DIRECTIONS: State how many lines of the records below contain the word "background". Give only the number.

-- start of ENTRIES SUPPLIED --

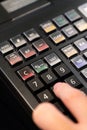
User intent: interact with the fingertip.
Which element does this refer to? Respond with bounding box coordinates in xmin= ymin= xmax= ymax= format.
xmin=32 ymin=102 xmax=52 ymax=125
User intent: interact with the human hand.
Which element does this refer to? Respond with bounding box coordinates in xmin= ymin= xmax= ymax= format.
xmin=32 ymin=83 xmax=87 ymax=130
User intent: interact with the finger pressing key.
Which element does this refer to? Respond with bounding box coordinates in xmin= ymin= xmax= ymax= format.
xmin=53 ymin=83 xmax=87 ymax=123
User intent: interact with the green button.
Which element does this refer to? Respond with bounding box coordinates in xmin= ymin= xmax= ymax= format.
xmin=31 ymin=60 xmax=48 ymax=73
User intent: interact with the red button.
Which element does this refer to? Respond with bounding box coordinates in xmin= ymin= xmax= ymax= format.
xmin=17 ymin=66 xmax=35 ymax=81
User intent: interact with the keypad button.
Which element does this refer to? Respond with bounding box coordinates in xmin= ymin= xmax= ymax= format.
xmin=33 ymin=39 xmax=49 ymax=53
xmin=10 ymin=34 xmax=27 ymax=48
xmin=65 ymin=75 xmax=81 ymax=88
xmin=62 ymin=25 xmax=78 ymax=38
xmin=83 ymin=51 xmax=87 ymax=59
xmin=40 ymin=21 xmax=56 ymax=33
xmin=50 ymin=31 xmax=66 ymax=45
xmin=78 ymin=3 xmax=87 ymax=17
xmin=19 ymin=46 xmax=36 ymax=59
xmin=54 ymin=102 xmax=65 ymax=113
xmin=41 ymin=70 xmax=57 ymax=85
xmin=24 ymin=28 xmax=40 ymax=42
xmin=74 ymin=38 xmax=87 ymax=51
xmin=5 ymin=52 xmax=23 ymax=66
xmin=61 ymin=45 xmax=78 ymax=58
xmin=37 ymin=89 xmax=54 ymax=102
xmin=53 ymin=15 xmax=69 ymax=27
xmin=65 ymin=9 xmax=81 ymax=22
xmin=71 ymin=55 xmax=87 ymax=69
xmin=80 ymin=87 xmax=87 ymax=95
xmin=54 ymin=64 xmax=71 ymax=78
xmin=0 ymin=41 xmax=14 ymax=55
xmin=17 ymin=66 xmax=35 ymax=81
xmin=81 ymin=68 xmax=87 ymax=79
xmin=44 ymin=53 xmax=61 ymax=66
xmin=27 ymin=78 xmax=44 ymax=92
xmin=74 ymin=19 xmax=87 ymax=32
xmin=31 ymin=60 xmax=48 ymax=73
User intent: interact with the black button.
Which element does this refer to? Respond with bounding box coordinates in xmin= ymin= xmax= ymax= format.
xmin=41 ymin=70 xmax=57 ymax=84
xmin=0 ymin=41 xmax=14 ymax=55
xmin=10 ymin=34 xmax=27 ymax=48
xmin=54 ymin=102 xmax=65 ymax=113
xmin=5 ymin=52 xmax=23 ymax=66
xmin=62 ymin=25 xmax=78 ymax=38
xmin=65 ymin=75 xmax=81 ymax=88
xmin=81 ymin=68 xmax=87 ymax=80
xmin=54 ymin=64 xmax=70 ymax=77
xmin=24 ymin=28 xmax=40 ymax=41
xmin=17 ymin=66 xmax=35 ymax=81
xmin=44 ymin=53 xmax=61 ymax=66
xmin=31 ymin=59 xmax=48 ymax=73
xmin=27 ymin=78 xmax=44 ymax=92
xmin=37 ymin=89 xmax=54 ymax=102
xmin=80 ymin=87 xmax=87 ymax=95
xmin=33 ymin=39 xmax=49 ymax=53
xmin=19 ymin=46 xmax=36 ymax=59
xmin=65 ymin=9 xmax=81 ymax=22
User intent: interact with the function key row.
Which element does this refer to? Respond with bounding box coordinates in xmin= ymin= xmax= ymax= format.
xmin=5 ymin=39 xmax=50 ymax=66
xmin=61 ymin=38 xmax=87 ymax=80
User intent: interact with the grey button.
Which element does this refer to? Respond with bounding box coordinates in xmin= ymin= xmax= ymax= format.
xmin=78 ymin=3 xmax=87 ymax=17
xmin=81 ymin=68 xmax=87 ymax=79
xmin=71 ymin=55 xmax=87 ymax=69
xmin=0 ymin=41 xmax=14 ymax=54
xmin=74 ymin=38 xmax=87 ymax=51
xmin=44 ymin=53 xmax=61 ymax=66
xmin=62 ymin=25 xmax=78 ymax=38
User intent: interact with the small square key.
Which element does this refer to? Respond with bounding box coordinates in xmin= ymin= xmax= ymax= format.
xmin=71 ymin=55 xmax=87 ymax=69
xmin=81 ymin=68 xmax=87 ymax=79
xmin=33 ymin=39 xmax=49 ymax=53
xmin=41 ymin=70 xmax=57 ymax=85
xmin=54 ymin=63 xmax=71 ymax=78
xmin=17 ymin=66 xmax=35 ymax=81
xmin=24 ymin=28 xmax=40 ymax=42
xmin=40 ymin=21 xmax=56 ymax=33
xmin=37 ymin=89 xmax=54 ymax=102
xmin=0 ymin=41 xmax=14 ymax=55
xmin=44 ymin=53 xmax=61 ymax=66
xmin=74 ymin=38 xmax=87 ymax=51
xmin=65 ymin=9 xmax=81 ymax=22
xmin=74 ymin=19 xmax=87 ymax=32
xmin=53 ymin=15 xmax=69 ymax=27
xmin=19 ymin=46 xmax=36 ymax=59
xmin=50 ymin=31 xmax=66 ymax=45
xmin=65 ymin=75 xmax=81 ymax=88
xmin=10 ymin=34 xmax=27 ymax=48
xmin=61 ymin=45 xmax=78 ymax=58
xmin=31 ymin=59 xmax=48 ymax=73
xmin=27 ymin=78 xmax=44 ymax=92
xmin=62 ymin=25 xmax=78 ymax=38
xmin=5 ymin=52 xmax=23 ymax=66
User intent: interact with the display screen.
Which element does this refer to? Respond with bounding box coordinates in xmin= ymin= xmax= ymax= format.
xmin=1 ymin=0 xmax=38 ymax=13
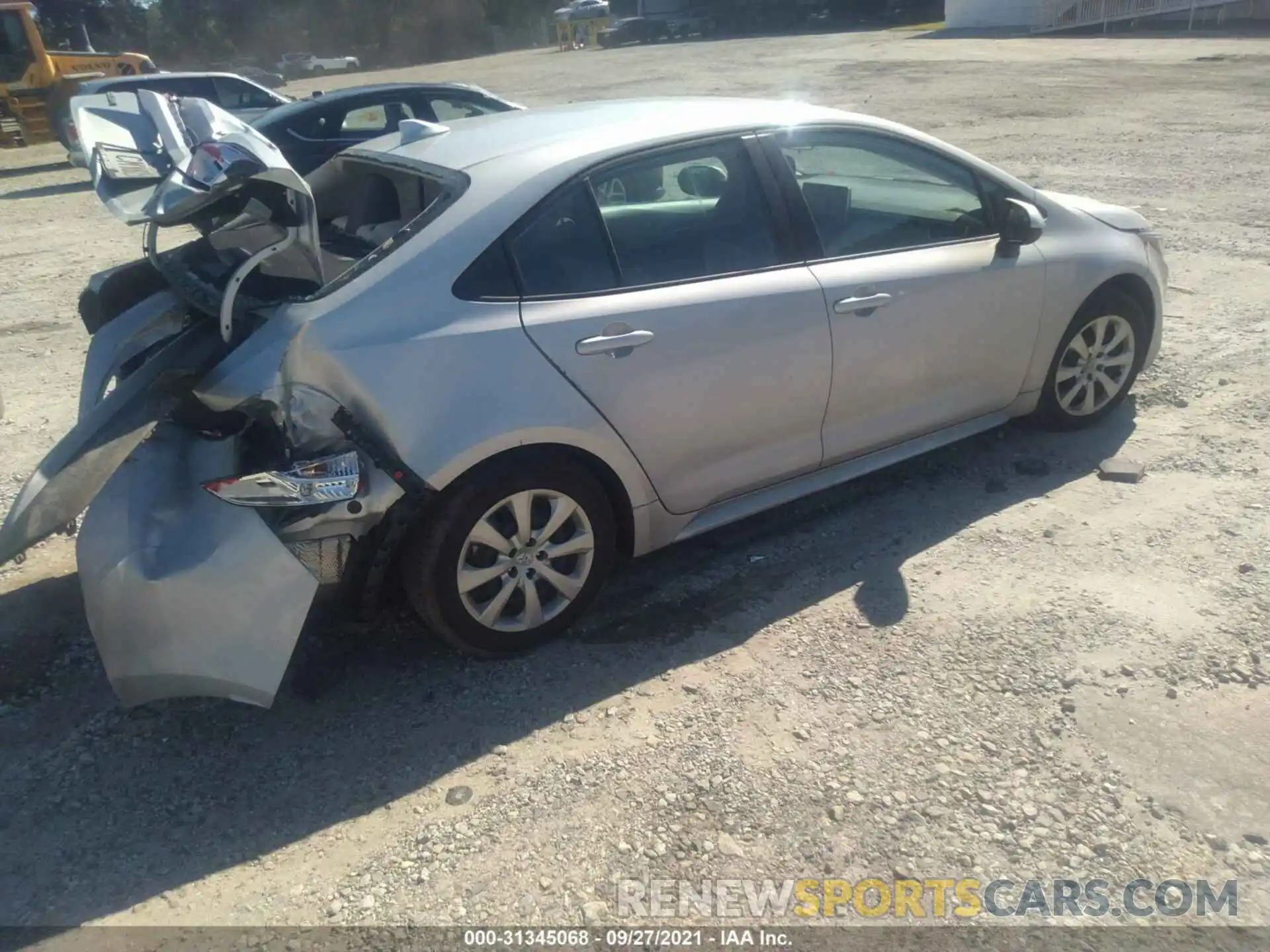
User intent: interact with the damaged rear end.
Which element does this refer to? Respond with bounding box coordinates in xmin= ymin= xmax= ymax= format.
xmin=0 ymin=91 xmax=453 ymax=706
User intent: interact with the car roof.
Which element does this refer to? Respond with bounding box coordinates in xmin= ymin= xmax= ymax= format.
xmin=80 ymin=71 xmax=263 ymax=90
xmin=359 ymin=97 xmax=853 ymax=175
xmin=257 ymin=83 xmax=497 ymax=128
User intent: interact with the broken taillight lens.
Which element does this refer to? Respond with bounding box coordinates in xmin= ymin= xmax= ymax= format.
xmin=203 ymin=452 xmax=362 ymax=506
xmin=185 ymin=142 xmax=268 ymax=188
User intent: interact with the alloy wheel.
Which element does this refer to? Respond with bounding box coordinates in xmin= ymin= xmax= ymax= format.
xmin=1054 ymin=315 xmax=1135 ymax=416
xmin=456 ymin=489 xmax=595 ymax=632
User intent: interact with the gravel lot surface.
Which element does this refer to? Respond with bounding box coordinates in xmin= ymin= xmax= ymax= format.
xmin=0 ymin=26 xmax=1270 ymax=926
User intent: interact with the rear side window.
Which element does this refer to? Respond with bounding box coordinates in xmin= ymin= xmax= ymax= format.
xmin=781 ymin=131 xmax=993 ymax=258
xmin=428 ymin=97 xmax=499 ymax=122
xmin=339 ymin=103 xmax=414 ymax=137
xmin=591 ymin=139 xmax=780 ymax=287
xmin=511 ymin=182 xmax=617 ymax=297
xmin=453 ymin=241 xmax=519 ymax=301
xmin=155 ymin=76 xmax=218 ymax=103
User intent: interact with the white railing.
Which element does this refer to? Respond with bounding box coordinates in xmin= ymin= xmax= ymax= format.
xmin=1033 ymin=0 xmax=1230 ymax=33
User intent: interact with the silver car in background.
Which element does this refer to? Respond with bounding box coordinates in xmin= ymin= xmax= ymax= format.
xmin=0 ymin=93 xmax=1167 ymax=706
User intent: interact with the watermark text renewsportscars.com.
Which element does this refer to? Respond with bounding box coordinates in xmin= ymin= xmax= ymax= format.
xmin=617 ymin=877 xmax=1240 ymax=920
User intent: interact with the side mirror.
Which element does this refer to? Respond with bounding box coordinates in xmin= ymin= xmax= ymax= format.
xmin=997 ymin=198 xmax=1045 ymax=257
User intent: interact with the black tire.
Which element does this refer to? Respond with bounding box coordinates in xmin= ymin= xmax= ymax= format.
xmin=400 ymin=456 xmax=617 ymax=658
xmin=1027 ymin=288 xmax=1151 ymax=430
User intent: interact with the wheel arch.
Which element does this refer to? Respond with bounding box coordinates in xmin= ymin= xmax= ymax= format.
xmin=1077 ymin=272 xmax=1158 ymax=337
xmin=435 ymin=442 xmax=636 ymax=559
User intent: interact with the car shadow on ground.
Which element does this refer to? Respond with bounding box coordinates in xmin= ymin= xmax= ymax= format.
xmin=0 ymin=163 xmax=71 ymax=179
xmin=0 ymin=182 xmax=93 ymax=202
xmin=0 ymin=403 xmax=1134 ymax=927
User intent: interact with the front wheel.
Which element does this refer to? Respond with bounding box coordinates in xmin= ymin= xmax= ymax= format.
xmin=1033 ymin=290 xmax=1151 ymax=430
xmin=402 ymin=459 xmax=616 ymax=658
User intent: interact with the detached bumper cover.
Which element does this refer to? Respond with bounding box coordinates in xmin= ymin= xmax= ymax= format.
xmin=77 ymin=426 xmax=318 ymax=707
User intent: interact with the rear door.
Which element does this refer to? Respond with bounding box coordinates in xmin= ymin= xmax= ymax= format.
xmin=508 ymin=137 xmax=832 ymax=513
xmin=765 ymin=128 xmax=1045 ymax=465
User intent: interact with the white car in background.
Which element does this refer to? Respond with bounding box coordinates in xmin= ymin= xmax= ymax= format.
xmin=278 ymin=54 xmax=362 ymax=79
xmin=56 ymin=72 xmax=291 ymax=169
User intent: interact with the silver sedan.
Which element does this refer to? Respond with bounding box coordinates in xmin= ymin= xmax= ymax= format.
xmin=0 ymin=93 xmax=1167 ymax=706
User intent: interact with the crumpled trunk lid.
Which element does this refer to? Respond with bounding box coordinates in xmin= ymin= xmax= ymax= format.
xmin=0 ymin=90 xmax=321 ymax=563
xmin=1039 ymin=192 xmax=1151 ymax=231
xmin=71 ymin=89 xmax=321 ymax=270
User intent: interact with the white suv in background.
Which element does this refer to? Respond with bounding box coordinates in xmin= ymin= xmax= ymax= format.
xmin=278 ymin=54 xmax=362 ymax=79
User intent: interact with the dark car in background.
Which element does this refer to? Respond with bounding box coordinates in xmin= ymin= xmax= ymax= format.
xmin=251 ymin=83 xmax=523 ymax=175
xmin=595 ymin=17 xmax=671 ymax=50
xmin=231 ymin=66 xmax=287 ymax=89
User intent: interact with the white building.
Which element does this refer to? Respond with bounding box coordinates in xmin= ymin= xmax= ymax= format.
xmin=944 ymin=0 xmax=1040 ymax=29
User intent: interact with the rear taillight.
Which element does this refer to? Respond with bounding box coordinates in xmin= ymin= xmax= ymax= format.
xmin=203 ymin=452 xmax=362 ymax=506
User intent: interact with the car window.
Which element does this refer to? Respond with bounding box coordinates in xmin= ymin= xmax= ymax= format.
xmin=428 ymin=97 xmax=497 ymax=122
xmin=212 ymin=76 xmax=278 ymax=110
xmin=511 ymin=182 xmax=617 ymax=297
xmin=132 ymin=76 xmax=220 ymax=103
xmin=339 ymin=103 xmax=414 ymax=136
xmin=591 ymin=139 xmax=780 ymax=287
xmin=781 ymin=132 xmax=992 ymax=258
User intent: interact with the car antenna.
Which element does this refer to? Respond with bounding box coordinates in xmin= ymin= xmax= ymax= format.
xmin=398 ymin=119 xmax=450 ymax=146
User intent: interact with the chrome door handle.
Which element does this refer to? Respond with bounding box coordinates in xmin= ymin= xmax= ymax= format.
xmin=575 ymin=330 xmax=653 ymax=357
xmin=833 ymin=294 xmax=890 ymax=315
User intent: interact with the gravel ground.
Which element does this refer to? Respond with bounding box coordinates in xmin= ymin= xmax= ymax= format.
xmin=0 ymin=26 xmax=1270 ymax=926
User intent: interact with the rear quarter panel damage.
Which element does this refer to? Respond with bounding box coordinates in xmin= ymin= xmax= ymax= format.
xmin=76 ymin=425 xmax=318 ymax=707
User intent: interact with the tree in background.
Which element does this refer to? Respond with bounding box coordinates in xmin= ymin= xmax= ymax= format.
xmin=36 ymin=0 xmax=146 ymax=50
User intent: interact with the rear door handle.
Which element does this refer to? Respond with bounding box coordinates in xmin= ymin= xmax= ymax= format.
xmin=833 ymin=294 xmax=890 ymax=316
xmin=575 ymin=330 xmax=653 ymax=357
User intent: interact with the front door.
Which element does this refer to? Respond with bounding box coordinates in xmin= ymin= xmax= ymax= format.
xmin=777 ymin=130 xmax=1045 ymax=463
xmin=509 ymin=139 xmax=832 ymax=513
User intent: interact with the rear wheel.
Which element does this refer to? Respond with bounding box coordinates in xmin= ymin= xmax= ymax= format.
xmin=402 ymin=459 xmax=616 ymax=658
xmin=1033 ymin=290 xmax=1151 ymax=430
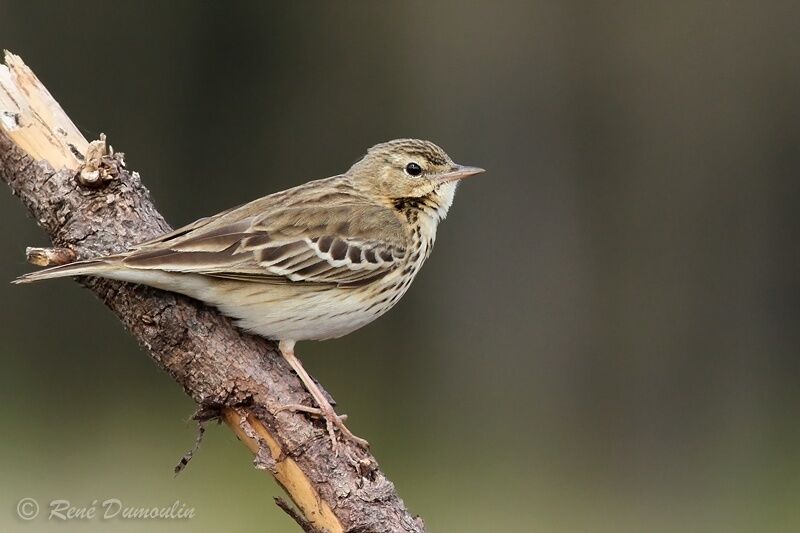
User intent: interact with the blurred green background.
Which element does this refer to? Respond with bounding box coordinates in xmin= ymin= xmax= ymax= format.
xmin=0 ymin=0 xmax=800 ymax=533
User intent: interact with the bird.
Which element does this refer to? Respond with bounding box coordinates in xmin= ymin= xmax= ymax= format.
xmin=13 ymin=139 xmax=484 ymax=450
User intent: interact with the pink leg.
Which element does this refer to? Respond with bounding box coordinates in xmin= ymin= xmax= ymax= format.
xmin=278 ymin=341 xmax=369 ymax=448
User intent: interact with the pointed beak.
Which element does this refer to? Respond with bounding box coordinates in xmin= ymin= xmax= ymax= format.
xmin=436 ymin=165 xmax=486 ymax=183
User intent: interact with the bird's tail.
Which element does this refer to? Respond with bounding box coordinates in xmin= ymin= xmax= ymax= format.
xmin=11 ymin=258 xmax=117 ymax=283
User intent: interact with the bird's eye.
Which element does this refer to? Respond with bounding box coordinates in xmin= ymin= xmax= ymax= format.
xmin=406 ymin=163 xmax=422 ymax=177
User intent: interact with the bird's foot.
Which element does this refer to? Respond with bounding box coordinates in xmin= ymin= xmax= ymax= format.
xmin=278 ymin=404 xmax=369 ymax=456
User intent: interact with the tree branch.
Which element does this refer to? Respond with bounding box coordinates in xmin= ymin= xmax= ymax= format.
xmin=0 ymin=52 xmax=424 ymax=532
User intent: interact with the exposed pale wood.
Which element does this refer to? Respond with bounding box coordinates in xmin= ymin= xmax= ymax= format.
xmin=0 ymin=53 xmax=424 ymax=532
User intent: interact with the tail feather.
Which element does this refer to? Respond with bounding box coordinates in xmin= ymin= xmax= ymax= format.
xmin=11 ymin=259 xmax=114 ymax=284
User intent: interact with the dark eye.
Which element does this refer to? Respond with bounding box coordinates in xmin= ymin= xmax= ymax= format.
xmin=406 ymin=163 xmax=422 ymax=176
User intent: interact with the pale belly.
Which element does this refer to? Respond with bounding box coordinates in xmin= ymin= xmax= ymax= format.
xmin=203 ymin=269 xmax=416 ymax=341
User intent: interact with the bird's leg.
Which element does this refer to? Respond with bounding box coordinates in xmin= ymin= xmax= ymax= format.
xmin=278 ymin=341 xmax=369 ymax=453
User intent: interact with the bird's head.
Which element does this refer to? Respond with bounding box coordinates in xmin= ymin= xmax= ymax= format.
xmin=347 ymin=139 xmax=484 ymax=218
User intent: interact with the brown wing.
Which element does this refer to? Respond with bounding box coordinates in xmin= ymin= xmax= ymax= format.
xmin=122 ymin=191 xmax=407 ymax=285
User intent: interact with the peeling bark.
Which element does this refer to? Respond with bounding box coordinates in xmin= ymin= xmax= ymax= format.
xmin=0 ymin=53 xmax=424 ymax=532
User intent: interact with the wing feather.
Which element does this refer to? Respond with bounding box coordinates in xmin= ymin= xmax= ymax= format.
xmin=117 ymin=182 xmax=408 ymax=286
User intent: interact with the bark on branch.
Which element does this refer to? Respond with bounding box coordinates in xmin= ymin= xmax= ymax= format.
xmin=0 ymin=52 xmax=424 ymax=532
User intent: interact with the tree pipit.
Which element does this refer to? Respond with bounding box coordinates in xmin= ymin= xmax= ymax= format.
xmin=15 ymin=139 xmax=483 ymax=450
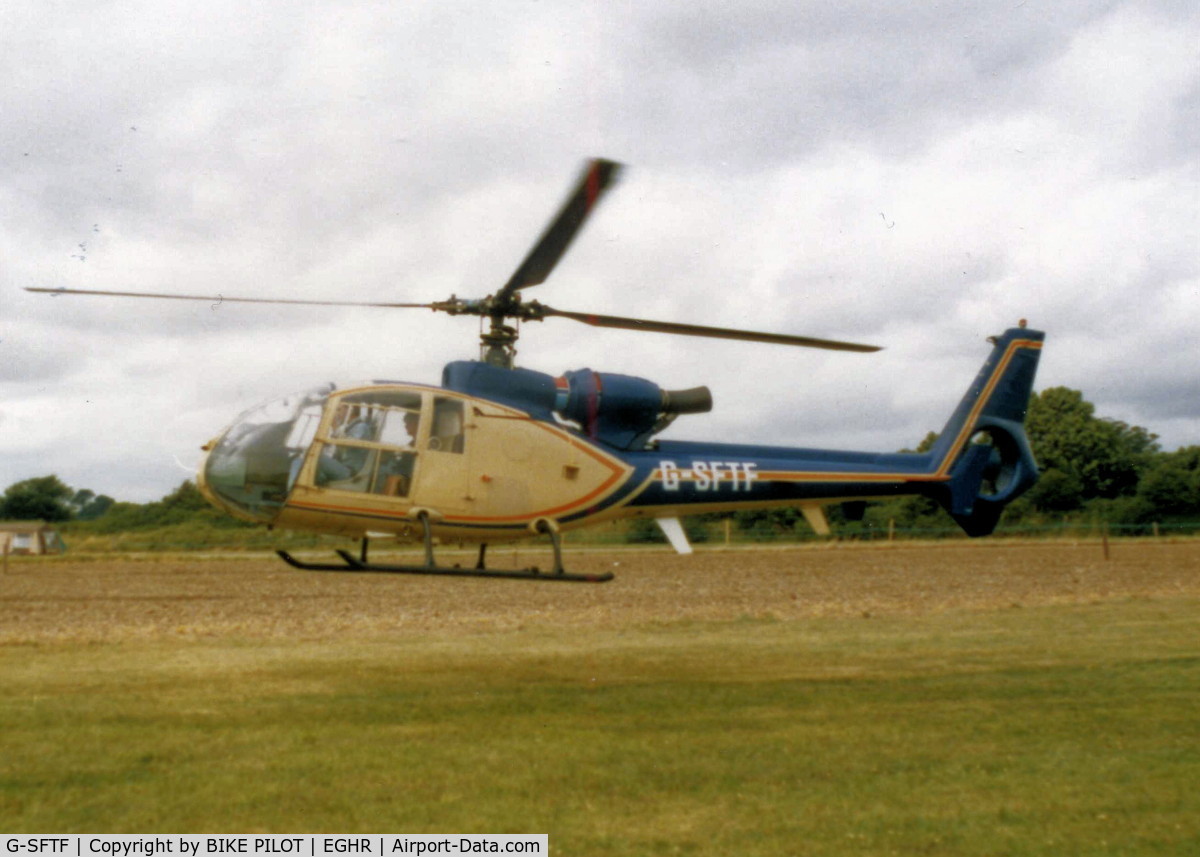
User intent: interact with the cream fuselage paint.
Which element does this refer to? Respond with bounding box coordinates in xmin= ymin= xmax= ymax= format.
xmin=275 ymin=385 xmax=632 ymax=541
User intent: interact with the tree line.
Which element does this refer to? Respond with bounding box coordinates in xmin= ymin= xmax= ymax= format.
xmin=9 ymin=386 xmax=1200 ymax=540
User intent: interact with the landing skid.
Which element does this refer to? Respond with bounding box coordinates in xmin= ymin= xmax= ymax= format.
xmin=276 ymin=517 xmax=613 ymax=583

-- end of ENTRIES SUPPLIED --

SOLUTION TO THIS EXERCISE: 6